- **ARTICLE**:
== == ==

As 2017 comes up, I just wanted to write a list of all the things I would like to do and learn in the new year. I honestly do not know if this list will help, but I think it’s nice to have it on the website so people might be inspired to check out some of this tech. Maybe we can help each other learn.
Languages I want to spend some time learning. For these languages, I have a list of resources I’ve found and/or bought and will post on the site at some point.
I’ve bought a few domain names that I would like to turn into some design- and education-focused destinations.
I never had the opportunity to study Category Theory when I was studying math, so thought I would try to do a deep dive into it and summarize the material in a way that is accessible to me (and hopefully others).
a modern guide to LaTeX
Haven’t bought a domain name for this, and it’s hard to find catchy names that aren’t ambiguous (e.g. “modernlatex.com”?).
Back in the day, I used to be the quite competent LaTeX user. I did all my math homeworks in LaTeX, rather than subjecting my teachers to my handwriting. While many people are using alternatives like Markdown for structured documents, I believe LaTeX will continue to be relevant in the STEM fields, as Markdown can barely do tables right, much less a commutative diagram.
My idea is to maybe do some tutorials for getting started in LaTeX, especially focusing on alternative tools like Atom instead of the old IDEs I used to use.
I bought this one kind of impulsively. The idea, though, is that I wear a lot of shirts that have flannel design (not necessarily flannel fabric). I intuitively know what I like in a design, but wondered how designers come up with the colors and proportions of the lines.
This site would either catalog some flannel-type designs out in the wild, or reproduced in Sketch or something, and maybe some exposition on flannel “theory”. I don’t know.

== == ==

- **PROVIDED DATA**:
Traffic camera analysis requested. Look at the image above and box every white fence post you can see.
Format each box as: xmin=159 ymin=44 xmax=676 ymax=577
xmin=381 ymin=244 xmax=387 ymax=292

== == ==

- **SHORT TASK 1**: Do these statements agree with the 2017 plans post? Answer yes or no for each and quote the words that decide it. (a) A domain name has already been bought for the LaTeX guide. (b) The writer studied Category Theory while studying math. (c) The writer did math homework in LaTeX.
- **SHORT TASK 2**: Name every piece of software or document format that the 2017 plans post mentions.
- **SHORT TASK 3**: Write the next part of the 2017 plans post.

- **FINAL RESULT 1**:
(a) No: "Haven’t bought a domain name for this"
(b) No: "I never had the opportunity to study Category Theory when I was studying math"
(c) Yes: "I did all my math homeworks in LaTeX"

- **FINAL RESULT 2**: LaTeX, Markdown, Atom, Sketch

- **FINAL RESULT 3**:
Like “Objects & Arrows”, I would like algebrai.cc to be a place that presents undergraduate-level Abstract Algebra in an accessible and attractive way. This might include videos and articles with custom-designed artwork.
Books about code
- Clean Code, Uncle Bob
- Refactoring, Martin Fowler
- Practical Object-Oriented Programming, Sandi Metz (re-read)
- 99 Bottles of OOP, Sandi Metz and Katrina Owen
- The Pragmatic Programmer, Andy Hunt and David Thomas
Books about theoretical computer science
- Types and Programming Languages, Benjamin Pierce
- Basic Category Theory for Computer Scientists, Benjamin Pierce
- Practical Foundations for Computer Science, Robert Harper.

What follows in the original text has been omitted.